## Start INFORMATION SHOWN

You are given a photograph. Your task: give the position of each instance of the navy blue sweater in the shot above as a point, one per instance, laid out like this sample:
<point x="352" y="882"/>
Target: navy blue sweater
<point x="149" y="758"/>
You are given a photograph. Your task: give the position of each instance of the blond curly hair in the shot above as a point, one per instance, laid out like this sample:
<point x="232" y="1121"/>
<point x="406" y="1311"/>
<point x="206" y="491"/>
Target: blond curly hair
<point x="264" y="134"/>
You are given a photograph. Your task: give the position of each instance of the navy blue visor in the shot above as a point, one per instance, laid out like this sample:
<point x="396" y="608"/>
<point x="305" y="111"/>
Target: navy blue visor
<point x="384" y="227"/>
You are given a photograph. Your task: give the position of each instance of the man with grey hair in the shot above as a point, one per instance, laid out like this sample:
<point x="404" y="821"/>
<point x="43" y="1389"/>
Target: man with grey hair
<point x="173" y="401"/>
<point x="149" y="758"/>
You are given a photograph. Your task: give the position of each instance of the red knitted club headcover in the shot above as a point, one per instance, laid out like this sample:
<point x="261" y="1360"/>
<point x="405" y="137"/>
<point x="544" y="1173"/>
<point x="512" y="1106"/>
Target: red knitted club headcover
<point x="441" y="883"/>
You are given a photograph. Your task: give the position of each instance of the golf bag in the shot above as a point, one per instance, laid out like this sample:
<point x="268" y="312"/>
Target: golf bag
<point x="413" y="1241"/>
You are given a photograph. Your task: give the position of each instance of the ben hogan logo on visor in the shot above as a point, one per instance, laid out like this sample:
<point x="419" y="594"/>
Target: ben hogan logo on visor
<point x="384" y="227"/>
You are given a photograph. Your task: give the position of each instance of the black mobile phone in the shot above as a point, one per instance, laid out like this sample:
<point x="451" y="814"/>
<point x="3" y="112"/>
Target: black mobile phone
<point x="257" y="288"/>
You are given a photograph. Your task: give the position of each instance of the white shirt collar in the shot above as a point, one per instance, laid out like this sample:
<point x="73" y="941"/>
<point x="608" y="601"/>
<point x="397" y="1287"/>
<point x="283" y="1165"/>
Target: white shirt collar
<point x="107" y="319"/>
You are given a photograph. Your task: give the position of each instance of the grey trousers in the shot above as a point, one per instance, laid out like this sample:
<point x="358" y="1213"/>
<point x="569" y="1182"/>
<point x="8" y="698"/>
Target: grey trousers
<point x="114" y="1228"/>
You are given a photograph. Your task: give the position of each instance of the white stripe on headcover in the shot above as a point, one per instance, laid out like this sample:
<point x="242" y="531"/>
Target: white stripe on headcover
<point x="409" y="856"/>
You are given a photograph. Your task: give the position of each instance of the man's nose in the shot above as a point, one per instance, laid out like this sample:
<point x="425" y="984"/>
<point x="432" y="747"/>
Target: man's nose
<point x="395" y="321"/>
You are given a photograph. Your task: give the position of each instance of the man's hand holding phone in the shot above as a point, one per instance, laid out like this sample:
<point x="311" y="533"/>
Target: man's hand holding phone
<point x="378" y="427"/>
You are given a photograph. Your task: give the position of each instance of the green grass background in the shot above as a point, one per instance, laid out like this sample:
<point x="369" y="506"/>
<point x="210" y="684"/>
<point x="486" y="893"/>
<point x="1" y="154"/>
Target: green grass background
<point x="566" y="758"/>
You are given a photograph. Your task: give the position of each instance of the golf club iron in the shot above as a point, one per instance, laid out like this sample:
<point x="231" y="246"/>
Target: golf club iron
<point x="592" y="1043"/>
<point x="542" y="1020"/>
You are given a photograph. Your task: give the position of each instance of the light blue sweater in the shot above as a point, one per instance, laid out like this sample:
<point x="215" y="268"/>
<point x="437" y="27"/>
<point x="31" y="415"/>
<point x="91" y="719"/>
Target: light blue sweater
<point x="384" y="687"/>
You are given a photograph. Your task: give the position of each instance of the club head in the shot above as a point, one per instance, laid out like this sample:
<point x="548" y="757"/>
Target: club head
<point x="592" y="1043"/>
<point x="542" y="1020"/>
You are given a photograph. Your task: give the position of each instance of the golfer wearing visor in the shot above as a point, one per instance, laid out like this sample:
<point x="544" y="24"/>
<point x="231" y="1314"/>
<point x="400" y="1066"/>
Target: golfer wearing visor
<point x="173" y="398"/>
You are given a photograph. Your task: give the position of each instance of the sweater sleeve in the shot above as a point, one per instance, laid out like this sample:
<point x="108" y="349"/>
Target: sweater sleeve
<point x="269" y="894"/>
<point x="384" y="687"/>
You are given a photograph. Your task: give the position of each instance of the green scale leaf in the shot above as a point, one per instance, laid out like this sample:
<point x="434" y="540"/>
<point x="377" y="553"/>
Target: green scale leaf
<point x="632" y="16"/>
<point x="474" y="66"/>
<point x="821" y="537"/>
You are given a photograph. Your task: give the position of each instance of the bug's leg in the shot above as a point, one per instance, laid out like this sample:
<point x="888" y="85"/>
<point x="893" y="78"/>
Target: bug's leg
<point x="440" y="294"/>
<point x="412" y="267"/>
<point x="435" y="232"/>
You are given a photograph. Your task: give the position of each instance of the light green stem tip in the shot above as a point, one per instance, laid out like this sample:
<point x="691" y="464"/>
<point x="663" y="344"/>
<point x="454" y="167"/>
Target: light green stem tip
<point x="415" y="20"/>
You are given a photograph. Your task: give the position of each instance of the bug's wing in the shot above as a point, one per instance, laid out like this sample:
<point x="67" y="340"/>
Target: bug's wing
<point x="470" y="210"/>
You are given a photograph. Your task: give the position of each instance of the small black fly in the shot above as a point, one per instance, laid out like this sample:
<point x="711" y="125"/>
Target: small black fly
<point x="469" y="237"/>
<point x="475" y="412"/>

## End INFORMATION SHOWN

▸ GOAL: Rewrite the whole listing with every "instance" changed to "occurrence", leaving all other text as it is.

▸ WORKED ANSWER:
You are given a photograph. Your task: give the position of each occurrence of the navy blue sweater in the shot above as a point, one per occurrence, laid out like this sample:
<point x="352" y="882"/>
Target: navy blue sweater
<point x="149" y="758"/>
You are given a photograph. Your task: give the position of each occurrence of the blond curly hair in the shot above as a point, one per occurrence, laid out like this sample:
<point x="232" y="1121"/>
<point x="406" y="1311"/>
<point x="206" y="491"/>
Target: blond curly hair
<point x="264" y="134"/>
You are given a photograph. Your task: give the position of each occurrence of the navy blue visor in the shot above as a point, one per occurrence, laid out like this sample:
<point x="396" y="608"/>
<point x="305" y="111"/>
Target: navy blue visor
<point x="384" y="227"/>
You are given a photograph. Your task: give the position of each occurrence of the man with grey hair in the shot above as a point, one per occurrence, laid out like this sample:
<point x="404" y="821"/>
<point x="43" y="1389"/>
Target: man with grey hair
<point x="173" y="401"/>
<point x="149" y="758"/>
You are given a photograph. Your task: give the position of each occurrence of the red knitted club headcover in the shot above as a point, one per occurrence, laid out like this sample:
<point x="261" y="1360"/>
<point x="405" y="137"/>
<point x="544" y="1173"/>
<point x="512" y="1106"/>
Target: red knitted club headcover
<point x="441" y="883"/>
You are given a photograph. Your task: give the position of each occurrence of the golf bag in the shot above as a point, one per occurrence, laid out like this sample:
<point x="268" y="312"/>
Target: golf bag
<point x="413" y="1241"/>
You are given a photograph. Your task: give the position of each occurrence of the ben hogan logo on visor in the shot above as a point, one per occurrence, laid out like this sample:
<point x="419" y="594"/>
Target: ben hogan logo on visor
<point x="384" y="227"/>
You are given a photograph. Your task: give the position of each occurrence of the black mobile phone in the shot above as a point, one per occurrence, laid out like this sample:
<point x="451" y="814"/>
<point x="3" y="112"/>
Target: black mobile phone
<point x="257" y="288"/>
You are given a photograph. Your task: give the position of each occurrence of the white shirt collar in the shot above as a point, one per occurrence, laid out like this sample:
<point x="73" y="941"/>
<point x="608" y="601"/>
<point x="397" y="1287"/>
<point x="283" y="1165"/>
Target: white shirt collar
<point x="107" y="319"/>
You are given a photograph. Your task: give the position of each occurrence of the grey trousers in the shot above as a point, one per occurrence, laid out like this sample:
<point x="358" y="1213"/>
<point x="569" y="1182"/>
<point x="8" y="698"/>
Target: grey trousers
<point x="114" y="1228"/>
You are given a photograph. Your task: give the position of each occurrence of the white stripe on headcover in the shot above as a point, one per occurrence, laid out like this sample:
<point x="242" y="531"/>
Target: white stripe on headcover
<point x="409" y="856"/>
You are given a photograph. Your task: give the position of each occurrence of the man's nose in the shot above as a point, one per occurrence, laid out like this sample:
<point x="425" y="984"/>
<point x="432" y="747"/>
Target: man's nose
<point x="395" y="321"/>
You are given a photograph. Your task: give the position of each occurrence of the man's hand holding phone in the shot above as a point, one per occurrence, laid out like this sample:
<point x="311" y="533"/>
Target: man's hand holding phone
<point x="378" y="427"/>
You are given a photograph. Your task: give the position of each occurrence of the green grass background in the shot above as a point, one per occurrence, laid out like this sample:
<point x="369" y="506"/>
<point x="210" y="684"/>
<point x="486" y="893"/>
<point x="1" y="154"/>
Target: green grass background
<point x="566" y="758"/>
You are given a photograph. Your task: give the position of each occurrence of the golf club iron in the shot above as a point, one per occurrence, laid out like this sample:
<point x="231" y="246"/>
Target: golf club iron
<point x="592" y="1043"/>
<point x="542" y="1020"/>
You are given a photograph. Your task: give the position of each occurrence of the light blue sweater in the shot above as a point, one per occurrence, laid out like this sample:
<point x="215" y="268"/>
<point x="437" y="27"/>
<point x="31" y="415"/>
<point x="91" y="719"/>
Target: light blue sweater
<point x="384" y="687"/>
You are given a photograph. Your task: give the position of each occurrence of the club head in the shot above as a point, one per occurrence, laid out like this sample:
<point x="548" y="757"/>
Target: club head
<point x="592" y="1043"/>
<point x="542" y="1020"/>
You are given a photograph. Your task: give the position of each occurrence of the golfer wearing visor in the shot above as a point, one per occurrence, laid out like this sample:
<point x="544" y="24"/>
<point x="231" y="1314"/>
<point x="400" y="1066"/>
Target: golfer wearing visor
<point x="173" y="398"/>
You are given a photograph. Your task: give the position of each occurrence of the sweater sleeve in the shot above as a point, one per occurrence, laid out like this sample:
<point x="108" y="349"/>
Target: sweater sleeve
<point x="269" y="894"/>
<point x="384" y="687"/>
You are given a photograph. Your task: give the position of each occurrence of the green scale leaf in the shot above as a point, one per occurrence, laid out like this sample:
<point x="434" y="540"/>
<point x="377" y="553"/>
Target: green scale leaf
<point x="632" y="16"/>
<point x="474" y="66"/>
<point x="821" y="537"/>
You are given a photograph. Your task: give the position of each occurrence of the bug's leg in the shot above as a point, one per occurrence, laid out like this sample:
<point x="888" y="85"/>
<point x="893" y="78"/>
Target: bug's leg
<point x="440" y="294"/>
<point x="412" y="267"/>
<point x="435" y="232"/>
You are given a photograph. Your task: give the position of each occurrence of the light green stem tip in the shot above as a point, one per occurrence, laid out like this sample:
<point x="691" y="464"/>
<point x="663" y="344"/>
<point x="454" y="167"/>
Target: light green stem tip
<point x="415" y="20"/>
You are given a photograph. Your task: give the position of each occurrence of the bug's wing in the shot above as a point, one per occurrence, laid out like this sample:
<point x="67" y="340"/>
Target: bug's wing
<point x="470" y="210"/>
You are given a photograph. Your task: give the position of each occurrence of the small black fly in the shot above as a point, one per occurrence, laid out like this sample:
<point x="711" y="125"/>
Target: small black fly
<point x="469" y="237"/>
<point x="475" y="412"/>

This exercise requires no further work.